# Work request:
Output exactly the line that includes "In this exercise you will annotate each instance of the chair" and all the lines after it through the end of the listing below, and nothing more.

# Provided material:
***

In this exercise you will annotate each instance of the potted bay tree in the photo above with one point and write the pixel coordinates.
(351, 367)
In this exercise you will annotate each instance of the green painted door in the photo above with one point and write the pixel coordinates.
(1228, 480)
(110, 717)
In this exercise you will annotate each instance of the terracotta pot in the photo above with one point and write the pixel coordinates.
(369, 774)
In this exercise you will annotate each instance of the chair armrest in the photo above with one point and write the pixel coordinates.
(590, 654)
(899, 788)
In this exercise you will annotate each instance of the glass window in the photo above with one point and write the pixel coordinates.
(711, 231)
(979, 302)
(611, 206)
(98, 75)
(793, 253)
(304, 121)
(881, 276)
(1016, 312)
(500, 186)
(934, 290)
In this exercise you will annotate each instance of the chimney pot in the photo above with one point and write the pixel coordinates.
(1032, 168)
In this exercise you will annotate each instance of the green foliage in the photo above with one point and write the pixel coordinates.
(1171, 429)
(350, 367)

***

# Answer box:
In this exercise you will annotate each instance of the chair armrest in the photo above with one point and write the pixel coordinates.
(590, 654)
(899, 788)
In this exercise you will annotate each instance of the glass window in the photo above with one point and write the pixel coordinates.
(711, 231)
(979, 302)
(611, 206)
(98, 75)
(793, 253)
(304, 121)
(881, 276)
(1016, 312)
(500, 186)
(934, 290)
In this exercise you will annotate each instance of the chimney pot in the photo above with one point and write the pixel coordinates.
(1032, 168)
In this exercise you will annotate each instance of the green foliage in the photo above with one point and write the pixel coordinates.
(1171, 429)
(350, 367)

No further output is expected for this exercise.